Stored records
- - -

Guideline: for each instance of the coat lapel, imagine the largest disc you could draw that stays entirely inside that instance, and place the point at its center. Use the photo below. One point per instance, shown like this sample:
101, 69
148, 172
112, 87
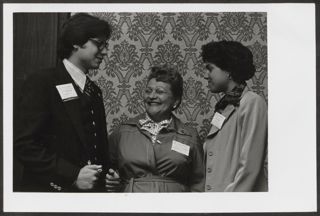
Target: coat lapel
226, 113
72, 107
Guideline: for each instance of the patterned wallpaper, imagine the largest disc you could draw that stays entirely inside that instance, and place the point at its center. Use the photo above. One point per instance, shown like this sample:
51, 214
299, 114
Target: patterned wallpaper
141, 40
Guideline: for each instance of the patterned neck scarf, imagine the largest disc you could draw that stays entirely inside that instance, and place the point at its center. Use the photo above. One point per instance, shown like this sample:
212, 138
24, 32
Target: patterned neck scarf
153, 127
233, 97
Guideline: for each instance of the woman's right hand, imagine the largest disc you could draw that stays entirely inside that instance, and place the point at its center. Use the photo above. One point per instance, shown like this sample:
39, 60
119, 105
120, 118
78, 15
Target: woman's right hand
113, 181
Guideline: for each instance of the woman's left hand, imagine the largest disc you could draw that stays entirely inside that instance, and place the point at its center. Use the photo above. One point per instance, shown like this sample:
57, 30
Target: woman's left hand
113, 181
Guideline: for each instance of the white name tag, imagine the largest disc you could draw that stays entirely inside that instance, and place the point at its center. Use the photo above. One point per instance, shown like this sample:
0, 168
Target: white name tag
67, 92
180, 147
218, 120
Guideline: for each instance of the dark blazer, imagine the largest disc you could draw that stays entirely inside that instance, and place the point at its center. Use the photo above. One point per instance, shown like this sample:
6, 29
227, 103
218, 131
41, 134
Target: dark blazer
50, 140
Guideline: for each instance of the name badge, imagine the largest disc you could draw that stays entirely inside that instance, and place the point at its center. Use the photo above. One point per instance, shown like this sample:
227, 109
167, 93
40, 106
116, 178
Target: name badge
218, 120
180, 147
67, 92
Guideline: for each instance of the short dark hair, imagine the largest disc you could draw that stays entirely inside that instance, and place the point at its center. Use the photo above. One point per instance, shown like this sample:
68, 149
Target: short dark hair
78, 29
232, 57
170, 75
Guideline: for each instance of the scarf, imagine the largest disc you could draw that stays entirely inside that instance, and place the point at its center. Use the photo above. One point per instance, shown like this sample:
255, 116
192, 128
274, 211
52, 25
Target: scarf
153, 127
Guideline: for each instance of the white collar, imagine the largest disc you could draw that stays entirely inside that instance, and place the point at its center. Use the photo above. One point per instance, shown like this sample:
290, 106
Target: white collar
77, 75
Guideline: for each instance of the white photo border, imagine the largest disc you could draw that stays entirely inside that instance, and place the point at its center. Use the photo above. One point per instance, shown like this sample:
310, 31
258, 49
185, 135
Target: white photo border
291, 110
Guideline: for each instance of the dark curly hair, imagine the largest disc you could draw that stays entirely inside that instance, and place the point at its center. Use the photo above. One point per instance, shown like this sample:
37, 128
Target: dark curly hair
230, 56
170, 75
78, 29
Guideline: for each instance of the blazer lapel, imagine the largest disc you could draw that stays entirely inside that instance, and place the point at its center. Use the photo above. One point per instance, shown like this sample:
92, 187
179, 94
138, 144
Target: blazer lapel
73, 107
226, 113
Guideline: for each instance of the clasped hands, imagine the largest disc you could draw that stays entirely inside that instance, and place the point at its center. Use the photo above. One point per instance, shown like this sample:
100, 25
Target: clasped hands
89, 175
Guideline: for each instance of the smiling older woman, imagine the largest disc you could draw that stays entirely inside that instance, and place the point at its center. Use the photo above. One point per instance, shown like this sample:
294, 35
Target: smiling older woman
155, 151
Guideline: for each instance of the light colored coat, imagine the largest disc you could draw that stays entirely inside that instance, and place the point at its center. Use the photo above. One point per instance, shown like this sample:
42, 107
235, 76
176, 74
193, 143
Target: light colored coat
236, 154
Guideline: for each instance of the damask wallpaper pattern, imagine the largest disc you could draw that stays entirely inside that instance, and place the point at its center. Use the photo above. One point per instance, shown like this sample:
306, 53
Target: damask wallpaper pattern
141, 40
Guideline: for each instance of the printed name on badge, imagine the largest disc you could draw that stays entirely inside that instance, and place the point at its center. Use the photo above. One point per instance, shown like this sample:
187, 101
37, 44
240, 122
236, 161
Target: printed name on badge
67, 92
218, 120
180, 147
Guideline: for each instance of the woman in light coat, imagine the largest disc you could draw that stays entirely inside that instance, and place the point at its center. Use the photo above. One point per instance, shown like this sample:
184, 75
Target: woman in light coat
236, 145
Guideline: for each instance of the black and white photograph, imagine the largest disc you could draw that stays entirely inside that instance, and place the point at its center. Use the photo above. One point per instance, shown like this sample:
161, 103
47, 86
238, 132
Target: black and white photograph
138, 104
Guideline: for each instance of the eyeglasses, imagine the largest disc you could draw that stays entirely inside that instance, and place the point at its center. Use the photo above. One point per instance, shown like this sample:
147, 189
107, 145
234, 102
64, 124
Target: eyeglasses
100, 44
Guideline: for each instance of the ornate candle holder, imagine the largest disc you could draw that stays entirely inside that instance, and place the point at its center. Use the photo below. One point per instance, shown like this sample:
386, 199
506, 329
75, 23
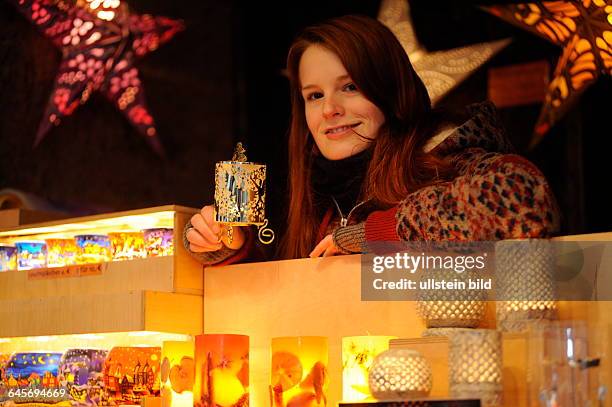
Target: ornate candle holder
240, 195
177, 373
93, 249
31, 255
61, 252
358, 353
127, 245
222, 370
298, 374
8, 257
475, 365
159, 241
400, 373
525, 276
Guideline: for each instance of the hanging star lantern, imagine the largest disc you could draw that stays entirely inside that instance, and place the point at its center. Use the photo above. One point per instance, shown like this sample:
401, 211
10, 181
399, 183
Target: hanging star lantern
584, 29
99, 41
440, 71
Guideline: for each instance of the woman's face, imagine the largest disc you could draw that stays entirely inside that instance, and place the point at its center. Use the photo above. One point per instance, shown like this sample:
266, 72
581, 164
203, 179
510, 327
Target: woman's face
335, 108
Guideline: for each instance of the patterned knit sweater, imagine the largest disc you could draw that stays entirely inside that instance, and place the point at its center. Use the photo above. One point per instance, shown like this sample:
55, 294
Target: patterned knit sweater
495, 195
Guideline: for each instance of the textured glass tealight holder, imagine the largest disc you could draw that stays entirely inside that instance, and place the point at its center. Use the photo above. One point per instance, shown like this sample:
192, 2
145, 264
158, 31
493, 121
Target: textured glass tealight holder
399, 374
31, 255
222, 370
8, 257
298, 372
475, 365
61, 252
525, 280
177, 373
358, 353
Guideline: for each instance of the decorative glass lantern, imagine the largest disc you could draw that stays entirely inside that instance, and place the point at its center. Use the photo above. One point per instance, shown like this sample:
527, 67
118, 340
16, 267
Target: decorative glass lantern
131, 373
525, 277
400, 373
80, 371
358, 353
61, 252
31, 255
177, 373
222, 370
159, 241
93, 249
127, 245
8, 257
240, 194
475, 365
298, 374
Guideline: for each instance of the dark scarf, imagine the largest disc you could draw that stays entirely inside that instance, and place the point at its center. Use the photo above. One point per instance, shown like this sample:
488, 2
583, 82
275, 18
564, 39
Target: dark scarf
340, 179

- - -

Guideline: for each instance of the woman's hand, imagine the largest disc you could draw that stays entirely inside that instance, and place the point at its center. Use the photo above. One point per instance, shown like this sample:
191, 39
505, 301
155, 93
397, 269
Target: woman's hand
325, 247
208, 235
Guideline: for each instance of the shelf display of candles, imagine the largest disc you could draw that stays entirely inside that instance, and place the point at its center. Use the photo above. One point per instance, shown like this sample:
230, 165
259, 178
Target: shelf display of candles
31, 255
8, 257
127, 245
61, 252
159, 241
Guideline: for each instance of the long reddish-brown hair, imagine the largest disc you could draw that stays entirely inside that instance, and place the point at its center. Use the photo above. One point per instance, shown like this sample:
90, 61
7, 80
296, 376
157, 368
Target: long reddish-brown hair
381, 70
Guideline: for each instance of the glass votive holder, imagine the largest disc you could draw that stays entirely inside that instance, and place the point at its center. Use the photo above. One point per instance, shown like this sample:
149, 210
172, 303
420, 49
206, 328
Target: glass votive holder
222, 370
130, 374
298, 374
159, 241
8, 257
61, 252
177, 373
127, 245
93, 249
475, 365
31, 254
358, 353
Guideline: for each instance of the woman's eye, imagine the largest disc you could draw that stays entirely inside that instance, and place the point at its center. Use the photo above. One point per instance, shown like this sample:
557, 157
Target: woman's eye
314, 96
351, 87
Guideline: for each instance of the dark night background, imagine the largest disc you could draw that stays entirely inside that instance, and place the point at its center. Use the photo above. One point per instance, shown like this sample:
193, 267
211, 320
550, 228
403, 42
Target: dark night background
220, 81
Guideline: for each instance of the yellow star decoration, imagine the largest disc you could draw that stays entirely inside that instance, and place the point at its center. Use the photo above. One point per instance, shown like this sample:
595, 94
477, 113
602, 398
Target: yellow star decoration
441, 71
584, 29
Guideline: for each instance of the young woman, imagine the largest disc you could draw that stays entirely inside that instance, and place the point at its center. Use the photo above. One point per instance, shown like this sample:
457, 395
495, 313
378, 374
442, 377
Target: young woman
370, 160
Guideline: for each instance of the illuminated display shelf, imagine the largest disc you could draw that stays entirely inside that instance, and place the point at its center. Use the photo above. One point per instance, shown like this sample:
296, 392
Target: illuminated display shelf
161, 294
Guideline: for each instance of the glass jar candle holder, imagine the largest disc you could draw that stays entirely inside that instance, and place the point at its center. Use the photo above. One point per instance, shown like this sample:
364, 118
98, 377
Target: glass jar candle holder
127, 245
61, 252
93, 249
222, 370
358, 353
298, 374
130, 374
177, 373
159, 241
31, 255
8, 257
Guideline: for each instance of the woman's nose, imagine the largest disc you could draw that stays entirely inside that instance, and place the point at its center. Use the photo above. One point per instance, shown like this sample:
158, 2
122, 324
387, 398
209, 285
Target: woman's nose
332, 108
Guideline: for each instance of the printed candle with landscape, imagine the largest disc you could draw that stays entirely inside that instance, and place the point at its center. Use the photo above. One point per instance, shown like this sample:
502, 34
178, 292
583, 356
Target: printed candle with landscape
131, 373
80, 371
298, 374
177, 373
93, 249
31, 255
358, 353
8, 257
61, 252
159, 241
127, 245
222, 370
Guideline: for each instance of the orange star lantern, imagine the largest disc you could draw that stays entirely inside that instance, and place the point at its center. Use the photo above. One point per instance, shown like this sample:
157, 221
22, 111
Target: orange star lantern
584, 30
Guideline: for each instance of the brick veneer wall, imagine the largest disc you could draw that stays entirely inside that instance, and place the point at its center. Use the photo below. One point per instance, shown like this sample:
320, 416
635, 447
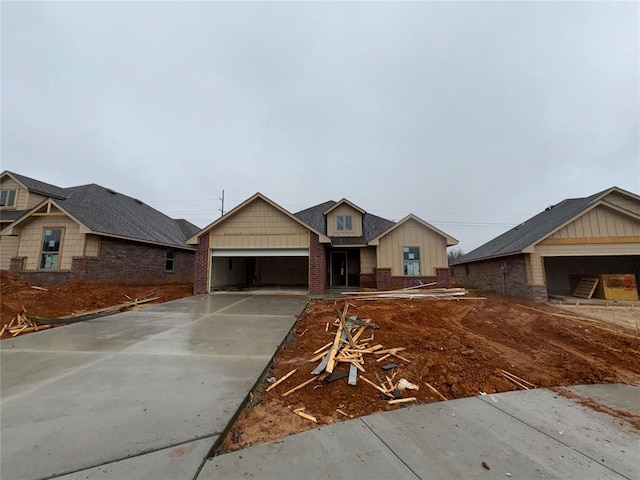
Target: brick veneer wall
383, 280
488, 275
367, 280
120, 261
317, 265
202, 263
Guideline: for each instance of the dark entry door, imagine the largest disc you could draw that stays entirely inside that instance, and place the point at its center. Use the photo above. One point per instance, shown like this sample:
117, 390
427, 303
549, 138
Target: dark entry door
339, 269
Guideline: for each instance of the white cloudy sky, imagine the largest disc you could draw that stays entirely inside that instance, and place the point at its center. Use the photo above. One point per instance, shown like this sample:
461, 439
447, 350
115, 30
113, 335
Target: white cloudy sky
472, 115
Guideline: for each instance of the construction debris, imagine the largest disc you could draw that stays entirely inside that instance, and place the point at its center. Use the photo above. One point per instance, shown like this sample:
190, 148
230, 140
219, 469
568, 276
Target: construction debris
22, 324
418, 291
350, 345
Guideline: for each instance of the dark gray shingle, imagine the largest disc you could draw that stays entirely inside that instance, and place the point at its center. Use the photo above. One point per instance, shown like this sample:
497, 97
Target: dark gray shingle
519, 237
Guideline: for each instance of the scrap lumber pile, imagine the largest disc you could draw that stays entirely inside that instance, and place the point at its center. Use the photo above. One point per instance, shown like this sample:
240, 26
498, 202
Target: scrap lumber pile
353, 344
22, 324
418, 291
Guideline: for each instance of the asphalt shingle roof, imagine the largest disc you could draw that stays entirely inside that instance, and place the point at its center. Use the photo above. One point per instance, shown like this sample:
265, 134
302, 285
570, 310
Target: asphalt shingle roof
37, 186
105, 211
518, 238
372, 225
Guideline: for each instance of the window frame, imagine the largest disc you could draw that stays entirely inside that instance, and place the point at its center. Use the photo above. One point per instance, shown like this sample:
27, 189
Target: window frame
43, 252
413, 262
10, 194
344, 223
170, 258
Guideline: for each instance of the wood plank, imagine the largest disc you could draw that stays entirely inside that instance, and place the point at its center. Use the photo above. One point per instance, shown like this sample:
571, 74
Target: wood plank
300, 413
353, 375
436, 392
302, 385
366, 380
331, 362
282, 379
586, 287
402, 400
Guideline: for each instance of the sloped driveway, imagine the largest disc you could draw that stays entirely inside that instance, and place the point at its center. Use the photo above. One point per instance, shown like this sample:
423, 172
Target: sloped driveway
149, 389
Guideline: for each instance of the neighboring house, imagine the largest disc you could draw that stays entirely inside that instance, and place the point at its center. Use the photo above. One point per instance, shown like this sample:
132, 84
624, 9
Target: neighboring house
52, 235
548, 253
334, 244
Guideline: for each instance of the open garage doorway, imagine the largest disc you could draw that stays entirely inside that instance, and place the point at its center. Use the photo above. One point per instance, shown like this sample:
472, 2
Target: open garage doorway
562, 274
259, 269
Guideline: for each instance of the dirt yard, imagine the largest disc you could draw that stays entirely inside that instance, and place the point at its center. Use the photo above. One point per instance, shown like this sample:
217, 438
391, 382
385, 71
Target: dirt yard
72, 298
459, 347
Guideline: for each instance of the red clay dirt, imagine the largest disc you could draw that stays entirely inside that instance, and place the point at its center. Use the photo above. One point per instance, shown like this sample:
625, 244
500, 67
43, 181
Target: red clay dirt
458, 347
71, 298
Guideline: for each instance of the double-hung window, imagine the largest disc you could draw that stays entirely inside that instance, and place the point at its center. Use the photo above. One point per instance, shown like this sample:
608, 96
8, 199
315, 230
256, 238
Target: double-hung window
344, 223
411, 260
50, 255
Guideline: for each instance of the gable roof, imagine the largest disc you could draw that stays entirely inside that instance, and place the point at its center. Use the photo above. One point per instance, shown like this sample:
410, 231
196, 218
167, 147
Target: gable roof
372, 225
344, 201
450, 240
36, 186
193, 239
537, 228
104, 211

- - -

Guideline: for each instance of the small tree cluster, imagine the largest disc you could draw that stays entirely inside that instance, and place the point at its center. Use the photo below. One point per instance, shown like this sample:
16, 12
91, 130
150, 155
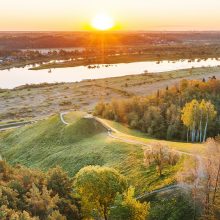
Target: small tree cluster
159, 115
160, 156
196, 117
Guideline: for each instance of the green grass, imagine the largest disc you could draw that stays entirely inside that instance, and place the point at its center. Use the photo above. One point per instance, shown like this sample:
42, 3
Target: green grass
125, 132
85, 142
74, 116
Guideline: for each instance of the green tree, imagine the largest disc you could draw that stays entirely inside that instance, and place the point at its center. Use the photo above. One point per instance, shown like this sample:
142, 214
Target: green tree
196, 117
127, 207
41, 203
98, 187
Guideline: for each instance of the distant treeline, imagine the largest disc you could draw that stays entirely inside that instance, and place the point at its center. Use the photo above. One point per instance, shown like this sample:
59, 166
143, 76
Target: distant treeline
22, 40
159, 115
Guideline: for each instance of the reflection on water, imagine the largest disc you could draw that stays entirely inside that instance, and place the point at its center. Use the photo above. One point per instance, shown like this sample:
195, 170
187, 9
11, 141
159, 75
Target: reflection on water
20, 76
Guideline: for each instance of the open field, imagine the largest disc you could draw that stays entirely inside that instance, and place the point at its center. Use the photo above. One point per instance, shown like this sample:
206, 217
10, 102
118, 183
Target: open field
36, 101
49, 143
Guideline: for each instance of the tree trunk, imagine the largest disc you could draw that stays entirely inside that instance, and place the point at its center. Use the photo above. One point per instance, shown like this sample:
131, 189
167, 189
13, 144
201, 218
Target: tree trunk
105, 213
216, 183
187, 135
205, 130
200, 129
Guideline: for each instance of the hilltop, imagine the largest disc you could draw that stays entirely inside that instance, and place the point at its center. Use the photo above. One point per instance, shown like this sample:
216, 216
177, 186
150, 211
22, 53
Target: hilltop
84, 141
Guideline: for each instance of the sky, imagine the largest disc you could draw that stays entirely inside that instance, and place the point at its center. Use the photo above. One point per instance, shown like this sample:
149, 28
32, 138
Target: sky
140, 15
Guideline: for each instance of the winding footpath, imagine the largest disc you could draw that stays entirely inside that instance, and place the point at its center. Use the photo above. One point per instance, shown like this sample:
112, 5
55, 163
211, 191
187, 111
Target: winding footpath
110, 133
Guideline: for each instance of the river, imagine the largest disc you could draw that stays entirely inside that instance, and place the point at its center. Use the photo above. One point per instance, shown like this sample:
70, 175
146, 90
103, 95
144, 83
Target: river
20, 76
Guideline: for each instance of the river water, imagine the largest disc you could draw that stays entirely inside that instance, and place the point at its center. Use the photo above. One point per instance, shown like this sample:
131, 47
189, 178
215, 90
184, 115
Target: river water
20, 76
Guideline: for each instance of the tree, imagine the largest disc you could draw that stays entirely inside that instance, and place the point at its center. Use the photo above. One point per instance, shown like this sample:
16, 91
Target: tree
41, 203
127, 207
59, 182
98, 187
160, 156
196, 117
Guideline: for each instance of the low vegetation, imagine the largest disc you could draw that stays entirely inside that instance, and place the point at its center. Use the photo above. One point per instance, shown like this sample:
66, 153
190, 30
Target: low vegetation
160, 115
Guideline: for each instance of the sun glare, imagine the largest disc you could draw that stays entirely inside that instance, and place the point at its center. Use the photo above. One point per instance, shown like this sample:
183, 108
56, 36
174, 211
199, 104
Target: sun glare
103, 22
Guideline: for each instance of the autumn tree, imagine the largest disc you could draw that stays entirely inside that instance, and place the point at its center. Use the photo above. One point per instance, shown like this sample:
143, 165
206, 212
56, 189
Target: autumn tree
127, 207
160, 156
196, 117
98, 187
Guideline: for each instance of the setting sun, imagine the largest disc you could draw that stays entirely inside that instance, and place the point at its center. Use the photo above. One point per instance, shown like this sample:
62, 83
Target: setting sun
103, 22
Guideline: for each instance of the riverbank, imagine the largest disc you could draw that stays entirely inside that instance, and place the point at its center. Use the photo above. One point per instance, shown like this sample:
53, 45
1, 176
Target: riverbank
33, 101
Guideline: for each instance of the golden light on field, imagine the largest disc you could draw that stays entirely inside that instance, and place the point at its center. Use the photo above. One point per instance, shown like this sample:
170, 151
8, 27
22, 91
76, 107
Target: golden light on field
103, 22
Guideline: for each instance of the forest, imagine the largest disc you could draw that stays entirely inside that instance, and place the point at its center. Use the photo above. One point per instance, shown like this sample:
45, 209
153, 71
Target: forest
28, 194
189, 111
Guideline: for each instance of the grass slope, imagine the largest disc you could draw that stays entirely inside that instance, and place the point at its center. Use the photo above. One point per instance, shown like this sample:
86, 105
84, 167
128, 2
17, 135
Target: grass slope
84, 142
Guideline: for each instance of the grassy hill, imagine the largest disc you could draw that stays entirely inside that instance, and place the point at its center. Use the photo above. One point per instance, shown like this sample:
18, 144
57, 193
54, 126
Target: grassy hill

- - -

WHAT THE EXERCISE ASKS
Where a line of the data holds "grassy", show that line.

ANSWER SPACE
Guideline: for each instance of the grassy hill, imagine the largest disc you could draw that stays entirely inside that instance, and place the point at its center. Use the photo above. One point per instance, shown like this sample:
Target: grassy hill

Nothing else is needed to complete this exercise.